** Start of SELECTION **
I'm working on my first Clojure program. I'm having some issues figuring out how to build a tree based on an input that looks like this:
["A B" "A C" "C D" "D E" "A F" "F G"]
And the output should be something like this:
'(A (B) (C (D (E)) (F (G)))
I'm not sure how to start doing this. When it comes to an imperative programming, for example, I'd use nested loops to find whether this relation already exists or not and when it doesn't, I'd find the parent element and append the child to it. But as far as I know, functional programming would use another approach, one that I would recursively walk all the elements in a vector and in lieu of changing the existent tree I'd built a new one.
I'm not sure whether this works or not, but I have a function that looks like this:
(defn build-tree
[func tree parent child]
(map (fn [i] (if (seq? i)
build-tree
(func i parent child)))))
I'm sure the issue comes from my unfamiliarity with Clojure and functional programming and was hoping someone could explain the best way to use recursion and built this tree.
You are possibly going to receive a few answers much shorter than mine below. I've decided to kind of teach you fish - instead of showing a short program I am going to take you through a systematic way of solving this class of problems. You will have to fill in a few blanks, including converting your data into a more palatable form. These are minor points that will only distract.
The first thing you need to do is break down your output into construction steps. Those steps should match the abstract type your output is representing. In your case the output's concrete type is a list, but it actually represents a tree. These are different abstract types - a list has a head and a tail, that's it, but the tree has nodes, which may have children. You need to think in terms of abstract constructors that build different types of nodes, not about the accidental specific structure you happened to choose to represent your abstract type - a list in your case.
So imagine that you have two constructors that look like
(defn ->branch
[id kids]
...)
(defn ->leaf
[id]
...)
It is of course assumed that every kid is a tree - that is, either a branch or a leaf. In other words, every kid should be a result of either ->branch or ->leaf.
So the only way to build any tree is to have a nested chain of constructor invocations. That's what I mean by "breaking down the output into construction steps." In your case, it means the following chain:
(->branch :A [(->leaf :B) (->branch :C [(->branch :D (->leaf :E))]) (->branch :F [(->leaf :G)])])
(I am going to use keywords instead of symbols for node ids, otherwise we will get bogged down in binding/quoting details.)
Stop here for a second to feel the difference between functional and imperative styles. You outlined the imperative style yourself - you think in terms of updating a tree by finding the right place and adding a new node there. In functional style, you think in terms of creating a value, not updating another value. (Of course nothing technically prevents you from doing the same in an imperative language - like using a nested call to constructors, or using a static factory this way, it's just not something that comes about naturally.)
** End of SELECTION **
** Start of INFORMATION SUPPLIED **
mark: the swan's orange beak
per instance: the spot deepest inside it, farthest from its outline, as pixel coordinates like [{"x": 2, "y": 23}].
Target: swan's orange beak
** End of INFORMATION SUPPLIED **
EXERCISE GOAL:
In the Clojure thread, what does the reply use for node ids in place of symbols? The data has no connection to the Clojure thread.

THE COMPLETED TASK:
It uses keywords.